WHAT YOU NEED TO DO:
1. According to the text on knowledge work, what development in the 1990s made the commute to centralized commuter offices obsolete?
2. Resume the text on knowledge work after its last sentence and write the next paragraph.

EXERCISE PASSAGE:
It’s now longer about whether to CCO or not. New model of knowledge work needed.
When knowledge workers worked in centralized offices, they commuted to them because that’s where the tools of their trade were. Typewriters, mimeograph machines, photocopiers, plug and PBX switchboards and desk telephones and later, facsimile machines.
When desktop microcomputers emerged in the 1980s and later laptops and cell phones known as “personal communication devices,” their portability enabled their use in home offices just as easily as centralized commuter offices (CCOs). That was the beginning of the end of the office as it was known for a century.
It was the next development in information and communications technology that obsoleted the commute to CCO routine: the mass market Internet in the 1990s. That allowed these portable devices to transmit and receive and later virtually process (in the cloud and with generative AI) all forms of information: documents, data, numbers and voice and video communications.

ENTRIES PROVIDED:

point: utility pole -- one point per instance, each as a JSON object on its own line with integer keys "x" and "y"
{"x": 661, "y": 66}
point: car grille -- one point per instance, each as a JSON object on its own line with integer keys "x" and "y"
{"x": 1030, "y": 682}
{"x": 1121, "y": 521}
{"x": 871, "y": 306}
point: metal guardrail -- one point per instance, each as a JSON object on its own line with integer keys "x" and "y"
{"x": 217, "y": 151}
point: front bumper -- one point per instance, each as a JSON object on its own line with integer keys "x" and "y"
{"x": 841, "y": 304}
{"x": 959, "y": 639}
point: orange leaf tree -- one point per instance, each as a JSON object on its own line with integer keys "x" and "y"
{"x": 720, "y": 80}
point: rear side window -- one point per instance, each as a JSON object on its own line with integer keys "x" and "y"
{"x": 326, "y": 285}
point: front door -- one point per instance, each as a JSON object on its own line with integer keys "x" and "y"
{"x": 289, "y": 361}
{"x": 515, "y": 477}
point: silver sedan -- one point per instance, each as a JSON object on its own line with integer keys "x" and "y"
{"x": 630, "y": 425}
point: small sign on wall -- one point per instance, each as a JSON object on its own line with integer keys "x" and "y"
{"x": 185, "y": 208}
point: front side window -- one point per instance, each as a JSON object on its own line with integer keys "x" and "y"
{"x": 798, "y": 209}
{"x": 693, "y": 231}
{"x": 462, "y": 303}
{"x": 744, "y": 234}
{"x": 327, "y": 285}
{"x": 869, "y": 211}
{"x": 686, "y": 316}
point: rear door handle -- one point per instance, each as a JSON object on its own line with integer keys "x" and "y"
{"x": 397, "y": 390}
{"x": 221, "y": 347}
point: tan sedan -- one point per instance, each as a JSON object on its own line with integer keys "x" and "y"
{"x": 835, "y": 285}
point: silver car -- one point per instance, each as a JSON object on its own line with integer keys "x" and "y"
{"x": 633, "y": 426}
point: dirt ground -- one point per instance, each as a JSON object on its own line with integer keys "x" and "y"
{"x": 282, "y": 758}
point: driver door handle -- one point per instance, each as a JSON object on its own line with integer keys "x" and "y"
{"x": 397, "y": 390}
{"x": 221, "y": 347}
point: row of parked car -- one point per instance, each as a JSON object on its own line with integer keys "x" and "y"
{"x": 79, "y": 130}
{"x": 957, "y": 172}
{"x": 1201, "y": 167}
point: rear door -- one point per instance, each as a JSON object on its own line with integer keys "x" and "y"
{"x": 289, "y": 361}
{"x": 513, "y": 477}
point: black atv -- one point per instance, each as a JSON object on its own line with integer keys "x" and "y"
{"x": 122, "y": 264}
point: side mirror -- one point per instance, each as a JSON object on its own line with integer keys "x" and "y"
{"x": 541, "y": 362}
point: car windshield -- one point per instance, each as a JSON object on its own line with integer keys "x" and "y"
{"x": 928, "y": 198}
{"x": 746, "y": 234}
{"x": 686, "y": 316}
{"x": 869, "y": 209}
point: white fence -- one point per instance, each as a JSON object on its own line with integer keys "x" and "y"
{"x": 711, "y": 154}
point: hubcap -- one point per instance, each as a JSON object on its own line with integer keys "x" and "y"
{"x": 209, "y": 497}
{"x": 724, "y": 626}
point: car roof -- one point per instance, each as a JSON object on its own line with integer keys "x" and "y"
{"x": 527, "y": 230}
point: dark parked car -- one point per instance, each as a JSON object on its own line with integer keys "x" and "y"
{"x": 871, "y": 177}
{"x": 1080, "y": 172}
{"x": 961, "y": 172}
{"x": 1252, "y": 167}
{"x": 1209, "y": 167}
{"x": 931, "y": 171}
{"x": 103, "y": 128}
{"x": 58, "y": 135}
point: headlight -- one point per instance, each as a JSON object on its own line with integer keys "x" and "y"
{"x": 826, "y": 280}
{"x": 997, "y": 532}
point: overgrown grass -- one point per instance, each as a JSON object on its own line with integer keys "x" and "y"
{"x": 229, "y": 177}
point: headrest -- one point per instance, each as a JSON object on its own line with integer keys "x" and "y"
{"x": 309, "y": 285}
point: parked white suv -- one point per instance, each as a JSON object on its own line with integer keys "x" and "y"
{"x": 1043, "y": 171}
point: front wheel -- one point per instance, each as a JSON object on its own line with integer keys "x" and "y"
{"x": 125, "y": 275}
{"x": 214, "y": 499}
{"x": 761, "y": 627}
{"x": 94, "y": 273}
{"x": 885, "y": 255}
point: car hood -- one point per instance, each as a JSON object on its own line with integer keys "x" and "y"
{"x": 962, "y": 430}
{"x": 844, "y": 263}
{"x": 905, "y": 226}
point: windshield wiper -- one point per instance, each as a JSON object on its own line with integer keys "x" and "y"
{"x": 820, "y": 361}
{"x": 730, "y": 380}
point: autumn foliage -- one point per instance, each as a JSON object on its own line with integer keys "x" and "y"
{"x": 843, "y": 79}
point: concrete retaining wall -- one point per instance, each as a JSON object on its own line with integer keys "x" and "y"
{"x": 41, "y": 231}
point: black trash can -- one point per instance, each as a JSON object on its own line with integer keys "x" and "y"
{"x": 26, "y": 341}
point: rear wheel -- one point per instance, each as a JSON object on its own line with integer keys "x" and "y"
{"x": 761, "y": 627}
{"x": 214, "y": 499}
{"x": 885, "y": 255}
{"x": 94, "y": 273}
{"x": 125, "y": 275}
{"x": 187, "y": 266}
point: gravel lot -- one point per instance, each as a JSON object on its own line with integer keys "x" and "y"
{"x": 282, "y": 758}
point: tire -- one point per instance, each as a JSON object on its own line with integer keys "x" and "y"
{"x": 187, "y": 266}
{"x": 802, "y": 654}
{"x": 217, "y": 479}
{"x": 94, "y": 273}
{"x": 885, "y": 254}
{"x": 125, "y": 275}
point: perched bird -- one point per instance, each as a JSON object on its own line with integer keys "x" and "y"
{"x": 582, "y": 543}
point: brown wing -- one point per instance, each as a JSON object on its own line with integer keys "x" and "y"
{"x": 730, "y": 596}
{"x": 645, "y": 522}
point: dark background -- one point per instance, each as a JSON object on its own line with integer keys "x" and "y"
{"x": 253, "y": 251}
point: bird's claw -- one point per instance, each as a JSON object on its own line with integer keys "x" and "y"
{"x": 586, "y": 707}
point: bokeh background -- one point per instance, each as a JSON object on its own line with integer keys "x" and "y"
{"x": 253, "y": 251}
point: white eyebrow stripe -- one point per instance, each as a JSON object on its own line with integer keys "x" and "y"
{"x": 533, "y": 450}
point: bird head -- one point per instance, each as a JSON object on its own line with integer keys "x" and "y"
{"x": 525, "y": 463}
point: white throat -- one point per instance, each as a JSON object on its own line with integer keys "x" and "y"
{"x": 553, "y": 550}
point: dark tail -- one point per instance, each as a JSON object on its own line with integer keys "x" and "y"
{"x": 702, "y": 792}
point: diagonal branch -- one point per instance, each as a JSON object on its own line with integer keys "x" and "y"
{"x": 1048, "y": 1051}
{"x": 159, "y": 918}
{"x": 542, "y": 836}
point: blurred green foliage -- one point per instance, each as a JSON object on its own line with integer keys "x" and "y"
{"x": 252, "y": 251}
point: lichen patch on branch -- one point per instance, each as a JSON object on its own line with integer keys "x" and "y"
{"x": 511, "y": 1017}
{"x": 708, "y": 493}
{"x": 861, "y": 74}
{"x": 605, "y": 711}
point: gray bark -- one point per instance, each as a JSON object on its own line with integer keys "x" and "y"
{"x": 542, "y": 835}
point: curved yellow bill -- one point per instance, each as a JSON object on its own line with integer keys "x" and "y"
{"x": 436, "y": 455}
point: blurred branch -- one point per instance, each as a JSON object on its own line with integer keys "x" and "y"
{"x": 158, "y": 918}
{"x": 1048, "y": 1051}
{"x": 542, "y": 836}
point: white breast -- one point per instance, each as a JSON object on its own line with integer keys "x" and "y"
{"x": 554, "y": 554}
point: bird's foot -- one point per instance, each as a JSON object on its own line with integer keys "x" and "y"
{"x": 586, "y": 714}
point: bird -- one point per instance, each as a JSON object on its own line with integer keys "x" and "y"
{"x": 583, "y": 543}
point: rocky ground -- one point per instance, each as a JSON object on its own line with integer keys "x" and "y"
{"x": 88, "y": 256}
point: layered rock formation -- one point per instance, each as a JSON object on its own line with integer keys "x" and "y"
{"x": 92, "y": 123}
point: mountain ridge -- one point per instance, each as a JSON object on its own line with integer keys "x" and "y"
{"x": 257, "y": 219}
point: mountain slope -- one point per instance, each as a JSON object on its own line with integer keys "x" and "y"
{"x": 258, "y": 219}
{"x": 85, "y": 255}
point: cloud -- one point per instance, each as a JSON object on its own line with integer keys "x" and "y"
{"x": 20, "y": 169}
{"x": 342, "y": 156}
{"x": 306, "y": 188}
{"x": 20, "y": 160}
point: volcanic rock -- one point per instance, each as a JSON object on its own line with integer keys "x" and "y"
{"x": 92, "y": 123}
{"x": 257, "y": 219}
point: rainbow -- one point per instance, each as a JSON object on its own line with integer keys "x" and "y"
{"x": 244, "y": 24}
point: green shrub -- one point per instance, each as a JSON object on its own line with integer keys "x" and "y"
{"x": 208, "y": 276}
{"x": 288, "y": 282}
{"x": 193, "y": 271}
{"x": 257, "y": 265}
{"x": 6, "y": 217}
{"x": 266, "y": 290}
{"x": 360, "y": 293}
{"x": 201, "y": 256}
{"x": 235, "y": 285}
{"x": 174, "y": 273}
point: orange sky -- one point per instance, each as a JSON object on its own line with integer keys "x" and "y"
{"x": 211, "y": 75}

RESULTS FOR EACH TASK:
1. The mass market Internet

2.
The CCO’s primary function then became a gathering place for group work. How much gathering is necessary is currently a topic of much discussion and debate among knowledge organizations and their staffs. Every workday? Just some days of the week? For those who live within 50 miles of the CCO?
The topic has cleaved into two camps: office centralists and virtualtists.
Jamie Dimon, CEO of JP Morgan, laments the Internet that disintermediated real time communication out of CCOs via “fucking Zoom” videoconferencing as it put it in a viral online rant. Dimon and other old school leaders like him believe co-located gathering is essential to knowledge work and career development. They’re willing to invest substantial amounts of money to create office space resembling first class hotel suites and associated amenities to facilitate assembling in person. There’s some practical rationale for this position relative to career development and training for younger workers.
For the other school of thought, gatherings requiring a commute to a CCO should be limited and purpose driven and not the everyday mode of working. Commuting to a CCO simply to do work that can be done in a home office isn’t worth the personal time and expense incurred. It’s a very strong utilitarian argument.
Resolving this split going forward will require the development of a new model of knowledge work disposes of quotidian office attendance and focuses on purposefully defining the need for gathering and the expected outcome, i.e. reaching a consensus or reaching a decision. That’s in line with the view of knowledge organizations as “decision factories” as Roger L. Martin described them in a 2013 Harvard Business Review article.